Given passage –
┄┄┄┄┄┄
For more about Lyme Disease, read the ‘Ask Dr. Lo’ column in the Health Matters Section on page 56.

Snakes

(Correction from this article in June’s issue: our water snakes are not venomous. The Cottonmouth water moccasin mentioned can be found in southern Virginia and other southern areas.)

There are two kinds of venomous snakes in our local area: timber rattlesnakes and copperheads. They are rarely aggressive. The easiest way to determine how to treat a snake bite is to look at the eyes of the culprit. Venomous snakes have elliptical pupils while non-venomous have round pupils. Venomous snakes have hollow retractable fangs while nonvenomous snakes lack fangs. Venomous snakes have a triangular shaped head while nonvenomous snakes have a rounded head. Please don’t assume that all snakes are venomous, but please do assume that all snakes can bite.

Pets: Though not all snakes have a deadly venom, a snake bite will still cause discomfort and stress for your pet, so please take your pet to a veterinarian as soon as possible. If your pet was bitten by a venomous snake, it will need antivenom.

People: On May 19, 2019, while hiking with her wife Sarah, two dogs and friends, Lindsay Klampe was bitten by a rattlesnake (actual snake shown in photo).  She was wearing shorts and sneakers while hiking from Hog Rock in Catoctin Mountain Park to Cunningham Falls in Cunningham Falls State Park.
┄┄┄┄┄┄
[Dataset entries]
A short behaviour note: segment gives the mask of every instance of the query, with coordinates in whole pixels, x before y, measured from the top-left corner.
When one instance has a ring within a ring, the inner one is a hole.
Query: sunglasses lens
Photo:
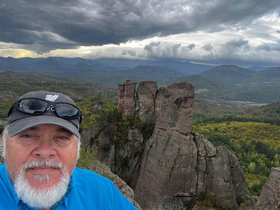
[[[38,99],[24,99],[18,103],[18,109],[31,114],[40,114],[48,106],[48,102]]]
[[[55,110],[58,115],[63,117],[75,117],[78,116],[79,110],[74,106],[67,104],[57,104]]]

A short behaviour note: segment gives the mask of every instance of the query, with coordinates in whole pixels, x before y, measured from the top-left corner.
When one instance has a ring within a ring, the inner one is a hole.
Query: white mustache
[[[21,169],[25,170],[31,168],[41,167],[54,167],[61,170],[63,165],[61,162],[55,160],[28,161],[22,164]]]

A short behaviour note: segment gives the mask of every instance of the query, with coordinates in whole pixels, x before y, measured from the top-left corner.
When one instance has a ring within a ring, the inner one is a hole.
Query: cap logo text
[[[46,100],[51,101],[54,101],[58,97],[58,95],[47,95],[46,96]]]

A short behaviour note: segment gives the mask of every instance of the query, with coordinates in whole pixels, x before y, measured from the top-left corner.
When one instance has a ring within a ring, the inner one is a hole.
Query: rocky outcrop
[[[0,91],[0,99],[2,101],[7,101],[11,99],[17,100],[19,98],[17,94],[13,91]]]
[[[117,104],[117,109],[122,115],[132,112],[135,110],[136,81],[129,81],[121,83],[118,87],[119,98]]]
[[[146,144],[135,190],[143,208],[164,198],[195,195],[197,150],[189,135],[194,91],[191,83],[183,82],[158,91],[155,126]]]
[[[223,147],[214,147],[203,135],[192,132],[197,149],[197,191],[212,192],[221,200],[229,200],[236,205],[246,195],[248,207],[255,203],[247,188],[245,174],[238,164],[238,159]]]
[[[94,147],[112,171],[135,189],[135,199],[142,208],[160,201],[189,201],[202,192],[235,206],[244,197],[248,198],[247,207],[254,205],[236,157],[224,147],[214,147],[203,135],[191,133],[195,96],[192,84],[175,83],[157,91],[155,82],[143,81],[135,95],[136,83],[119,85],[117,107],[123,114],[137,111],[142,120],[155,119],[145,147],[134,127],[116,127],[111,137],[102,133]],[[139,149],[144,149],[142,159]]]
[[[137,129],[126,129],[120,132],[116,128],[110,136],[102,132],[99,134],[97,125],[85,128],[81,134],[83,146],[90,146],[96,152],[101,162],[105,161],[114,174],[135,189],[141,163],[143,135]],[[125,140],[125,142],[123,140]]]
[[[268,182],[263,187],[253,210],[280,209],[280,168],[272,168]]]
[[[0,78],[4,77],[17,77],[18,74],[16,72],[12,71],[6,71],[0,72]]]
[[[151,202],[190,200],[206,192],[236,206],[237,197],[247,193],[251,206],[255,200],[237,158],[224,147],[214,147],[203,135],[190,133],[194,92],[187,82],[160,89],[156,125],[143,154],[136,200],[145,208]]]
[[[139,205],[134,200],[134,192],[125,182],[121,179],[111,172],[110,168],[107,166],[102,164],[100,169],[102,174],[106,174],[106,177],[113,182],[121,193],[130,201],[134,206],[139,210],[141,210]]]
[[[84,148],[92,145],[94,141],[94,137],[98,134],[98,128],[96,123],[94,122],[90,127],[86,127],[83,129],[81,134],[82,146]]]
[[[141,120],[154,119],[155,102],[158,92],[157,85],[155,81],[148,80],[139,83],[136,96],[139,108],[138,117]]]

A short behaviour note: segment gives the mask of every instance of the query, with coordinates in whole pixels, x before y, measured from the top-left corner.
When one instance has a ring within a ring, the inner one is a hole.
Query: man
[[[109,180],[75,168],[80,111],[69,97],[21,97],[3,133],[0,209],[136,210]]]

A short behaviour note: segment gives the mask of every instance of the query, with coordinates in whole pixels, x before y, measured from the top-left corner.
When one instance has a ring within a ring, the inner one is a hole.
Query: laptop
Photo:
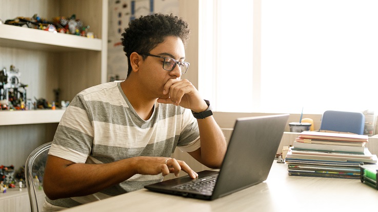
[[[289,114],[237,119],[220,171],[204,170],[146,185],[156,192],[212,200],[258,184],[268,177]]]

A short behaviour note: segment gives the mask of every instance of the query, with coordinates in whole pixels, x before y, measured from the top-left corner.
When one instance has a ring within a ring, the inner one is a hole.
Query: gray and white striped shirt
[[[137,156],[170,157],[200,147],[197,122],[190,109],[156,103],[151,118],[142,119],[121,88],[121,81],[83,90],[65,112],[49,155],[74,163],[107,163]],[[162,181],[162,175],[136,175],[94,195],[46,200],[72,207],[143,188]],[[67,185],[69,186],[69,185]]]

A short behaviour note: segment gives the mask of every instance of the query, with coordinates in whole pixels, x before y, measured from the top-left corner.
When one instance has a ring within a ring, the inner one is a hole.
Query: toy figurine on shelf
[[[21,83],[21,75],[13,65],[9,71],[5,68],[0,70],[0,104],[3,105],[7,101],[8,109],[21,109],[21,103],[26,100],[25,88],[28,85]]]

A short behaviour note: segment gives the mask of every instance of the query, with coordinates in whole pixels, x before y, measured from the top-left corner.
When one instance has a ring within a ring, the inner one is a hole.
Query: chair
[[[364,134],[365,115],[362,112],[327,110],[323,113],[320,130]]]
[[[40,183],[42,183],[47,153],[51,146],[51,142],[39,146],[30,153],[26,160],[25,178],[32,212],[38,211],[36,190],[38,189],[37,187],[41,185]],[[37,183],[39,184],[39,185],[37,185]]]

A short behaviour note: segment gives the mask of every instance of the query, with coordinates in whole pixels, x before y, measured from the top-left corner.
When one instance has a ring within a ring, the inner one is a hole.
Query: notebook
[[[268,177],[288,119],[287,114],[237,119],[220,171],[204,170],[195,179],[186,176],[145,188],[210,200],[258,184]]]

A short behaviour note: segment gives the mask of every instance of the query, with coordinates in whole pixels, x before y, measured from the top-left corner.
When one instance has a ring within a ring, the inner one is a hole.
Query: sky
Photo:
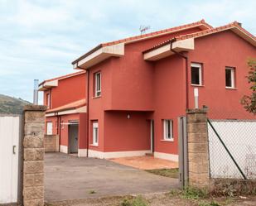
[[[40,82],[75,72],[71,62],[101,42],[205,19],[256,35],[255,0],[0,0],[0,93],[32,102]],[[41,103],[42,95],[40,94]]]

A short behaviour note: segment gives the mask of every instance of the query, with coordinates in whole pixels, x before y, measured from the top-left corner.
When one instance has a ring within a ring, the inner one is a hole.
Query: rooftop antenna
[[[149,29],[150,29],[150,26],[141,25],[141,26],[139,26],[139,31],[141,31],[141,35],[146,33],[146,31]]]
[[[38,79],[34,79],[34,98],[33,104],[38,105]]]

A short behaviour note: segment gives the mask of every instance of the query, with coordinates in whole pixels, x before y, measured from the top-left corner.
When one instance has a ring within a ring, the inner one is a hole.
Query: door
[[[46,129],[47,129],[46,134],[52,135],[52,122],[47,122]]]
[[[0,204],[18,200],[20,119],[0,116]]]
[[[154,121],[150,121],[150,151],[154,152]]]
[[[69,153],[78,152],[78,123],[69,125]]]

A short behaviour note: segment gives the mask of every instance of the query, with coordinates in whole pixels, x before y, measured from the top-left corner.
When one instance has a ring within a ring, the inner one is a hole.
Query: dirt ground
[[[179,196],[171,196],[167,193],[142,194],[148,206],[200,206],[215,200],[223,206],[256,206],[256,197],[241,198],[212,198],[207,199],[185,199]],[[121,203],[129,196],[116,196],[100,199],[59,202],[51,206],[121,206]],[[207,204],[205,204],[207,205]]]

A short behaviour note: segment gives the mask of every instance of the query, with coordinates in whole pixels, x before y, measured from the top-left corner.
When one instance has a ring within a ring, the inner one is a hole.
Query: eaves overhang
[[[124,55],[124,43],[99,46],[96,50],[89,51],[88,54],[72,62],[73,69],[87,69],[109,57],[120,57],[123,55]]]
[[[172,45],[171,45],[172,44]],[[143,52],[143,58],[145,60],[156,61],[174,54],[171,50],[176,52],[189,51],[195,49],[194,38],[181,40],[176,41],[168,41],[160,46],[150,49]]]

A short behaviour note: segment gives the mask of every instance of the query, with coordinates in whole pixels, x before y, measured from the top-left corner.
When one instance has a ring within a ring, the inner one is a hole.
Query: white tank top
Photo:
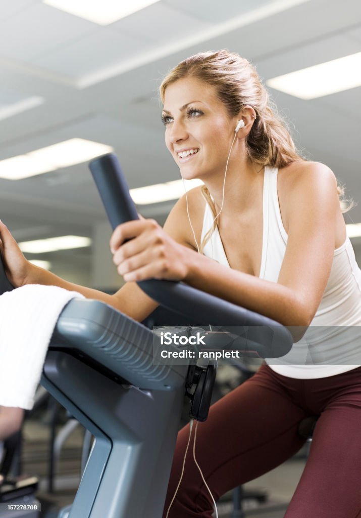
[[[277,282],[287,244],[277,195],[276,168],[266,167],[263,182],[263,236],[260,278]],[[214,219],[206,204],[201,241]],[[205,255],[229,266],[216,228]],[[361,365],[361,270],[349,238],[335,250],[321,304],[306,334],[279,358],[266,359],[276,372],[299,379],[325,378]]]

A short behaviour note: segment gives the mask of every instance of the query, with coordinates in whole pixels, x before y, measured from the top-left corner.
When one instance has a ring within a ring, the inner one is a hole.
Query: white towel
[[[33,408],[59,314],[76,297],[84,298],[76,292],[40,284],[0,296],[0,405]]]

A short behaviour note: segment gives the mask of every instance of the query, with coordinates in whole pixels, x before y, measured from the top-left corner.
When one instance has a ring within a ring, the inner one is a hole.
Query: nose
[[[187,128],[181,120],[173,121],[170,133],[169,138],[172,144],[185,140],[188,136]]]

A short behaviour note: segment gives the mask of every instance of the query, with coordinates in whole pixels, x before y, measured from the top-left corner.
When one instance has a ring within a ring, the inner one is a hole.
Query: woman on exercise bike
[[[297,152],[255,69],[238,54],[191,56],[160,91],[166,145],[182,177],[204,186],[180,198],[164,228],[141,219],[115,229],[111,249],[125,285],[107,295],[35,267],[0,223],[8,277],[17,286],[79,291],[139,321],[157,305],[134,281],[179,280],[290,326],[295,339],[326,329],[294,346],[296,361],[266,361],[216,403],[198,428],[197,458],[217,500],[292,456],[306,440],[300,422],[318,417],[285,516],[361,516],[361,363],[357,343],[350,347],[337,332],[361,325],[361,273],[336,178]],[[212,497],[190,455],[169,509],[189,435],[188,426],[179,432],[164,518],[212,515]]]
┄┄┄┄┄┄
Please reproduce the passage about snakes in full, word for word. The dataset entries are separate material, apart from the passage about snakes.

For more about Lyme Disease, read the ‘Ask Dr. Lo’ column in the Health Matters Section on page 56.

Snakes

(Correction from this article in June’s issue: our water snakes are not venomous. The Cottonmouth water moccasin mentioned can be found in southern Virginia and other southern areas.)

There are two kinds of venomous snakes in our local area: timber rattlesnakes and copperheads. They are rarely aggressive. The easiest way to determine how to treat a snake bite is to look at the eyes of the culprit. Venomous snakes have elliptical pupils while non-venomous have round pupils. Venomous snakes have hollow retractable fangs while nonvenomous snakes lack fangs. Venomous snakes have a triangular shaped head while nonvenomous snakes have a rounded head. Please don’t assume that all snakes are venomous, but please do assume that all snakes can bite.

Pets: Though not all snakes have a deadly venom, a snake bite will still cause discomfort and stress for your pet, so please take your pet to a veterinarian as soon as possible. If your pet was bitten by a venomous snake, it will need antivenom.

People: On May 19, 2019, while hiking with her wife Sarah, two dogs and friends, Lindsay Klampe was bitten by a rattlesnake (actual snake shown in photo).  She was wearing shorts and sneakers while hiking from Hog Rock in Catoctin Mountain Park to Cunningham Falls in Cunningham Falls State Park.